SOURCE DOCUMENT =>
• • • • •

That transparency has caused an increase in the number of pull requests and the quality of bug reports that they get, but they’ve also been working on making the codebase itself a little bit more accessible, which is a big and somewhat overlooked challenge in any open source project. I think the social structures around most open source projects make it so that you never really address that, because all of the people who are working on it obviously are the ones who are capable working on it, who are not intimidated by the codebase and who think it’s totally fine… Whereas newcomers can look at this, the way that it’s structured and the way that the architecture isn’t really well explained and say, “Gosh, this seems kind of hard. I don’t know if I really wanna get involved.” So they don’t get involved, they don’t get a voice and so it never changes.

I’ve seen this in literally almost every single open source project I’ve ever been connected to - npm, Node, PHP Core project, the Linux Kernel… Although the Linux Kernel probably does a better job of this particular aspect than most projects. It’s still pretty daunting, though. You can approach it in a couple of different ways, by breaking things up into smaller modules, breaking things up into sub-projects that people can contribute and be a part of, but it’s still just an ongoing, difficult, unsolved problem to make a codebase accessible.

• • • • •

[Excerpts from a point labeling dataset]
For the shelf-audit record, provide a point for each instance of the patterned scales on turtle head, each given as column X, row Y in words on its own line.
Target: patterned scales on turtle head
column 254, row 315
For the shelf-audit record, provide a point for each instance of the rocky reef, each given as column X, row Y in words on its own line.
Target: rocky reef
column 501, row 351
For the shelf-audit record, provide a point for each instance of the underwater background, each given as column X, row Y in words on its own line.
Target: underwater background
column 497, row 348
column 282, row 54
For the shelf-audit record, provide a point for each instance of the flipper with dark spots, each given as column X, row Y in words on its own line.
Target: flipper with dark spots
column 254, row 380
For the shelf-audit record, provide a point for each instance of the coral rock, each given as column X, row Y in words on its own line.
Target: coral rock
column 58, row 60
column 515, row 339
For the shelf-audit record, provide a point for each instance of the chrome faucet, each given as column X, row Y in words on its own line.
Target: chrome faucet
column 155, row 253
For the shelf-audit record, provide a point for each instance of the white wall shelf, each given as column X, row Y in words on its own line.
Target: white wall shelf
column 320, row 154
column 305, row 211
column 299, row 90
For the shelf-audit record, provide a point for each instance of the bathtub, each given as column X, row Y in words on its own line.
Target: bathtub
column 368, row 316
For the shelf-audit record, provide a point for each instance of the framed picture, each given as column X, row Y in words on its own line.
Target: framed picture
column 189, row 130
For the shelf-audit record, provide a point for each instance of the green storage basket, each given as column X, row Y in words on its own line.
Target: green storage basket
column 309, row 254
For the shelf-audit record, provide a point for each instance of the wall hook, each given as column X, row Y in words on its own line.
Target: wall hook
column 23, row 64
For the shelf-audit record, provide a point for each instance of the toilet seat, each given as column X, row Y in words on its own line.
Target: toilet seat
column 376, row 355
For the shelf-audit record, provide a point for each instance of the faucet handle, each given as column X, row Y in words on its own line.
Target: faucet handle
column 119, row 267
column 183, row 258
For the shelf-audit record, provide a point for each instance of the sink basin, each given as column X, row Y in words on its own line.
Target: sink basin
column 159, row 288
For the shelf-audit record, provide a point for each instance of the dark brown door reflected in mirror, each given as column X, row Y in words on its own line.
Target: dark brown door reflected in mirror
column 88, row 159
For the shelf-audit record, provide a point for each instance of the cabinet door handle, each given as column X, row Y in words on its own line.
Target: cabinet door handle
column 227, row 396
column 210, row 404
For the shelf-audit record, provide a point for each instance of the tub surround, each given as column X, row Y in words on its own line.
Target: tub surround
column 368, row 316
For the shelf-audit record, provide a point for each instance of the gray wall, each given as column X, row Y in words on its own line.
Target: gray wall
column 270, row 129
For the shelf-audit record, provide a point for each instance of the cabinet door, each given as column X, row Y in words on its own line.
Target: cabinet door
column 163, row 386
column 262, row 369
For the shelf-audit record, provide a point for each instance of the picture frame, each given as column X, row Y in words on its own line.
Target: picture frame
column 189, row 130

• • • • •

PROBLEM STATEMENT => Can you copy the passage on making open source codebases accessible to newcomers word for word, from start to finish?

ANSWER TO THE PROBLEM =>
That transparency has caused an increase in the number of pull requests and the quality of bug reports that they get, but they’ve also been working on making the codebase itself a little bit more accessible, which is a big and somewhat overlooked challenge in any open source project. I think the social structures around most open source projects make it so that you never really address that, because all of the people who are working on it obviously are the ones who are capable working on it, who are not intimidated by the codebase and who think it’s totally fine… Whereas newcomers can look at this, the way that it’s structured and the way that the architecture isn’t really well explained and say, “Gosh, this seems kind of hard. I don’t know if I really wanna get involved.” So they don’t get involved, they don’t get a voice and so it never changes.

I’ve seen this in literally almost every single open source project I’ve ever been connected to - npm, Node, PHP Core project, the Linux Kernel… Although the Linux Kernel probably does a better job of this particular aspect than most projects. It’s still pretty daunting, though. You can approach it in a couple of different ways, by breaking things up into smaller modules, breaking things up into sub-projects that people can contribute and be a part of, but it’s still just an ongoing, difficult, unsolved problem to make a codebase accessible.